Referring expression pointing data

-------

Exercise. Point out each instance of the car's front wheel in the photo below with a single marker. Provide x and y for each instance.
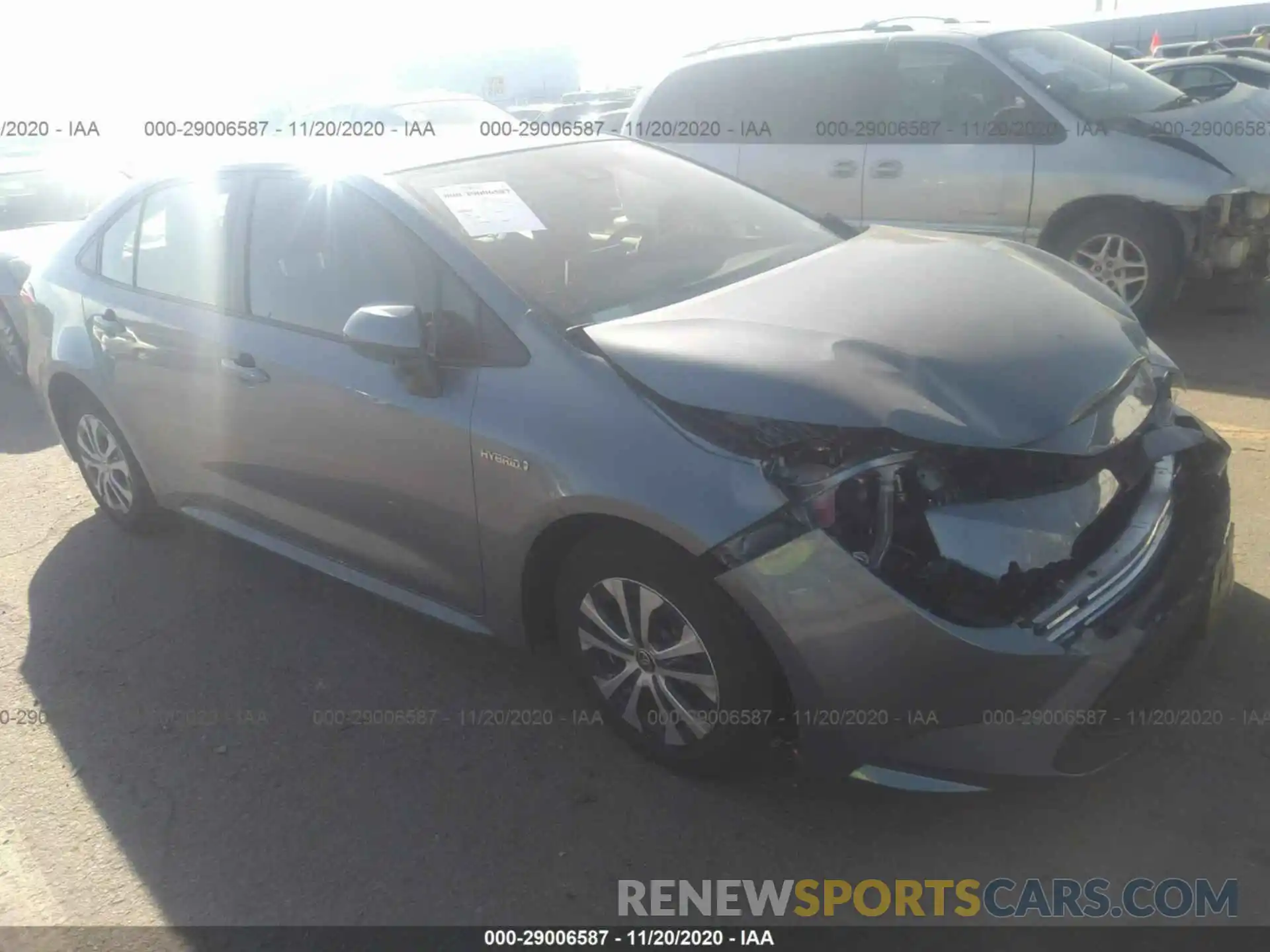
(1130, 252)
(110, 466)
(675, 666)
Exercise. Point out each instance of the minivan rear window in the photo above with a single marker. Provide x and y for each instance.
(600, 230)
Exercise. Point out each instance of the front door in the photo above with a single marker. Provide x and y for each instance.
(325, 446)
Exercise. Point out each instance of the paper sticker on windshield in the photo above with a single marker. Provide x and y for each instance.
(489, 208)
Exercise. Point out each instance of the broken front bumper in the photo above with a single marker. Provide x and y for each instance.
(882, 683)
(1234, 238)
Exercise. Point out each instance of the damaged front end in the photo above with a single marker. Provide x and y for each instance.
(1043, 537)
(1234, 238)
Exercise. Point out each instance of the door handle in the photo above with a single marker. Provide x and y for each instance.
(845, 169)
(110, 324)
(244, 368)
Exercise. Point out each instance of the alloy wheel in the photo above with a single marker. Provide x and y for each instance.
(1117, 262)
(648, 662)
(105, 463)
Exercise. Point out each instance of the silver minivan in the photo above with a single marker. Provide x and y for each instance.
(1028, 135)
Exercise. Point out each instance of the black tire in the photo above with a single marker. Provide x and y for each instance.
(143, 512)
(738, 724)
(13, 348)
(1148, 233)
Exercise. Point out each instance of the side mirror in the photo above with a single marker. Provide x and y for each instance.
(396, 334)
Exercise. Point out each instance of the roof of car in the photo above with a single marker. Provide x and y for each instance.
(366, 157)
(1212, 60)
(905, 27)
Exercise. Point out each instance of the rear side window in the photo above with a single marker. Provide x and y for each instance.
(118, 247)
(793, 97)
(181, 249)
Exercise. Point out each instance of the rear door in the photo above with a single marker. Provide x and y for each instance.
(814, 102)
(327, 447)
(955, 146)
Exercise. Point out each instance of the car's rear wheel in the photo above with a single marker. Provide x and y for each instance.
(13, 350)
(675, 666)
(110, 466)
(1128, 251)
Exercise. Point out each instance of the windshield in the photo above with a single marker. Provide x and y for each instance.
(600, 230)
(1093, 83)
(45, 196)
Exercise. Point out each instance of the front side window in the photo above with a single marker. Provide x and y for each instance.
(1203, 81)
(118, 247)
(319, 253)
(952, 95)
(1094, 84)
(181, 249)
(600, 230)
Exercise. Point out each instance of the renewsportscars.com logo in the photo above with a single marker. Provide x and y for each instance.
(1001, 898)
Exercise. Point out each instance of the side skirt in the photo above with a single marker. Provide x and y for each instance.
(337, 571)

-------

### How to complete this task
Restate the entries above word for word, and keep the pictures out.

### Answer box
Exercise. Point out each instance of the car's front wheel in the photo below with a single marker. Provide x and y for each instance.
(1130, 252)
(110, 466)
(675, 666)
Exercise. Point out each instance of the minivan rear window in the photo above with a single marker. Provide x and y for each instance.
(600, 230)
Exercise. Point out each instance of the front door in the photo above with a single marker. Provide x and y for each instance.
(325, 446)
Exercise. Point out each instance of the paper sticker on windshield in the photo above with a single marker. Provide x and y for each instance.
(489, 208)
Exercise. Point out each instance of the broken front bumper in the photo above with a single marker. Provide x and y for each instance.
(882, 683)
(1234, 238)
Exercise. Point out each instance of the damaged front end in the photo above with a single marker. Provide x and y for each instance.
(1043, 537)
(1234, 238)
Exercise. Point out each instance of the door handle in the photo above with a single marker. Provide x and y for each instance.
(845, 169)
(110, 324)
(244, 368)
Exercise. Point out each instance of the alloy wheel in the photo above with a single marker. Provide x and y for each instance.
(1117, 262)
(648, 662)
(105, 463)
Exercise. Point out each instance of the silver minivan in the photo above with a single marker. Provide x and y for each instance.
(1028, 135)
Exercise. Point out each instance of the black tire in the photo above with a single marker. Provide x and y for each instance.
(143, 512)
(738, 724)
(13, 348)
(1148, 233)
Exercise. Point out each instance of the side mirror in the photo above with a single marker. Provide x and y for each instance.
(396, 334)
Exercise. Point out each instance of the roof of car in the photo above with a single marker. Provide x and y for each instance.
(366, 157)
(1212, 60)
(905, 27)
Exercise. Point out each instance of the rear side window in the photo above with a single marker. Provide x and y for each instance.
(118, 247)
(793, 97)
(181, 249)
Exercise. Point out each instance of the rear door in the photo above with a single marker. Provide x and y for each instance.
(814, 102)
(327, 447)
(955, 146)
Exercise. Point out each instance of the car's rear wheel in the photo above with a single marker. Provide x and y for each instance.
(13, 350)
(675, 666)
(110, 466)
(1128, 251)
Exercise. Point out each instance of the windshield in the photo above with a single marker. Provide x and y for each instance.
(600, 230)
(1093, 83)
(45, 196)
Exercise. Point out each instance of the front side window in the photo above with a single marker. Provide x and y for each instance.
(1203, 81)
(118, 247)
(319, 253)
(952, 95)
(1094, 84)
(181, 249)
(600, 230)
Exercise. Point out each instance of the renewsportscars.com logo in the photo above with a single marker. Provide x and y for each instance.
(1001, 898)
Exercise. Point out each instance of the side skirt in the photo above with a single marker. Provide x and y for each instance.
(337, 571)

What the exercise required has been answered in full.